Friday, September 11, 2015

Vatican City

When I saw Vatican City, the smallest independent country in the world, it took my breath away.  I am a Roman Catholic so I am sure that it moved me in a way that it may not move everyone, but that being said, it really is a stunningly beautiful place.

St. Peter's Basilica has the largest dome in the world (second is St. Paul's in London, third is the US Capitol building) and it is so impressive.  Our first view was at night and it was lit up and was visible from a great distance.  We returned the next morning to visit the Vatican Museum that houses so many indescribable treasures that have been collected by the Popes for centuries.  It contains not only works of art but archaeological treasures as well.   Unfortunately, our schedule did not allow us to saunter through these wonderful rooms in a leisurely way.  I hope, one day, to remedy that and spend some time poking around this impressive collection.

Once we left the museum, we entered, the Sistine Chapel.  This small little chapel with its famous ceiling moved me in a way that I was totally unprepared for.  As I gazed at Michelangelo's ceiling, I suddenly realized that I was standing in the place where the Pope's kneel to pray, alone, immediately after their election. The historical significance brought tears to my eyes.  Despite being surrounded by tourists, that moment was very spiritual for me.  Whatever ones religious beliefs this is a place built to honor God, by true believers and it is a masterpiece that defies description.

Next stop, St. Peter's Basilica.  The central door dates back to 1455 with depictions of St. Peter and St. Paul.   I had to stop and take in the vastness of the basilica and noticed that most people paused for a moment.  I immediately spotted Michelangelo's Pieta on the right side which is now shielded by thick glass after being damaged by a tourist a view years ago.  This is the only piece ever signed by the artist and it can be seen on Mary's belt.  Though we have all seen duplicates and pictures of this piece, there is nothing like seeing the original work of art.  The basilica is full of entombed popes and saints including John XXIII, the benevolent and much beloved Pope of my childhood.  The more recent Popes, have been entombed beneath the Basilica with the first head of the Roman Catholic Church, Saint Peter.

------

Challenge 1. In the post about Vatican City, where on the Pieta can Michelangelo's signature be seen?

Data excerpts.

------

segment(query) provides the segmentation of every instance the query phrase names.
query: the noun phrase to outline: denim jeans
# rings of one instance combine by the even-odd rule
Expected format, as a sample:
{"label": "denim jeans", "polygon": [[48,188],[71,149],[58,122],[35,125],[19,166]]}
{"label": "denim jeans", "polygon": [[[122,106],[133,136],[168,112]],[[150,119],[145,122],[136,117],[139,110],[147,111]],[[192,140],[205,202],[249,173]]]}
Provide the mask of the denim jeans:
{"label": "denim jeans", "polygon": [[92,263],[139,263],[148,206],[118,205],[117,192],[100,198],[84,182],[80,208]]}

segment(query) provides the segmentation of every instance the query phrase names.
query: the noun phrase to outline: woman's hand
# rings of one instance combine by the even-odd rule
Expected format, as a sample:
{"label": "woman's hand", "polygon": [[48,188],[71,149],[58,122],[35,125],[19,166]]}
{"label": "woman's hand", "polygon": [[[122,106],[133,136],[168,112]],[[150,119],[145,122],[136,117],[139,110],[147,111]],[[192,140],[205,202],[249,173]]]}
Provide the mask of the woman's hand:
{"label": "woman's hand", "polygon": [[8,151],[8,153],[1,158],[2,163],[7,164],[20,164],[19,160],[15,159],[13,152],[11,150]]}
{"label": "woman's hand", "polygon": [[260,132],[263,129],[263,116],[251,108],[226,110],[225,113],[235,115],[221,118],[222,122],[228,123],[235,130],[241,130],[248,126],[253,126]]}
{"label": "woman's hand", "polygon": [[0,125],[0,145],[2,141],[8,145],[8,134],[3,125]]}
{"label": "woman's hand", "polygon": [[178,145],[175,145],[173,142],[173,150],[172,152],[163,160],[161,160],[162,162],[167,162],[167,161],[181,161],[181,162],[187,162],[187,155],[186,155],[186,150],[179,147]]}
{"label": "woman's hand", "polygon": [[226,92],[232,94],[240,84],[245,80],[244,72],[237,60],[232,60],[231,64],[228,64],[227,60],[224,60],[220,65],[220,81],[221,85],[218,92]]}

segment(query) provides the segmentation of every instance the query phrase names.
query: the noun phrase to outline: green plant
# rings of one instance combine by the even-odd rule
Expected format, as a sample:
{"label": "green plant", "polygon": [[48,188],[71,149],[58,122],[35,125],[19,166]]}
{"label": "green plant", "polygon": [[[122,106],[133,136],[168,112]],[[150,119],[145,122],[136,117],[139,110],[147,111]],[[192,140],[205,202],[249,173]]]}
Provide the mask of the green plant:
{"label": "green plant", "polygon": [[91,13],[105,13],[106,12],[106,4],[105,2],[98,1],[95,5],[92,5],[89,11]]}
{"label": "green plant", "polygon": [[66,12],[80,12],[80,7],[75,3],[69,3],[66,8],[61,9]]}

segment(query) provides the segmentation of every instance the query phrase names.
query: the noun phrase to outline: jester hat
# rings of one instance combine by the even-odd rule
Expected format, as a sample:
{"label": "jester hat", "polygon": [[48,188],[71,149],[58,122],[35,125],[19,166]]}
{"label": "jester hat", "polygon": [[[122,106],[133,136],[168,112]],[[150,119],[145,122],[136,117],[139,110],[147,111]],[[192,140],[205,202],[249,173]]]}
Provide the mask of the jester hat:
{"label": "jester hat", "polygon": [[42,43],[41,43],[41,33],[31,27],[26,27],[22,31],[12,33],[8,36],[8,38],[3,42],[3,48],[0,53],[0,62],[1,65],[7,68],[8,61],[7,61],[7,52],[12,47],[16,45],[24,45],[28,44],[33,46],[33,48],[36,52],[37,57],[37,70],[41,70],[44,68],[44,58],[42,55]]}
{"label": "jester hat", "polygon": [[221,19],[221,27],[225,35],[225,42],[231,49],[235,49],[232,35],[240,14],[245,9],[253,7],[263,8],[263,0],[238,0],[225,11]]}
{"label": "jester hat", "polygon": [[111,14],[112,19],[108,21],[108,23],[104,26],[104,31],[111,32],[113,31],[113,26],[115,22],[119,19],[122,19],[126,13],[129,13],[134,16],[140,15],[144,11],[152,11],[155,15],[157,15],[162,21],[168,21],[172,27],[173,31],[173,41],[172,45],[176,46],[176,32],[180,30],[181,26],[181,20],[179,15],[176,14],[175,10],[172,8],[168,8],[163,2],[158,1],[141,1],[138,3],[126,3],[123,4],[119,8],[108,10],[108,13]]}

------

Challenge 2. Gather every line of the records that contains the word "green".

Worked answer 1. It can be seen on Mary's belt.

Worked answer 2.
query: the noun phrase to outline: green plant
{"label": "green plant", "polygon": [[48,188],[71,149],[58,122],[35,125],[19,166]]}
{"label": "green plant", "polygon": [[[122,106],[133,136],[168,112]],[[150,119],[145,122],[136,117],[139,110],[147,111]],[[192,140],[205,202],[249,173]]]}
Provide the mask of the green plant:
{"label": "green plant", "polygon": [[91,13],[105,13],[106,12],[106,4],[105,2],[98,1],[95,5],[92,5],[89,11]]}
{"label": "green plant", "polygon": [[66,12],[80,12],[80,7],[75,3],[69,3],[66,8],[61,9]]}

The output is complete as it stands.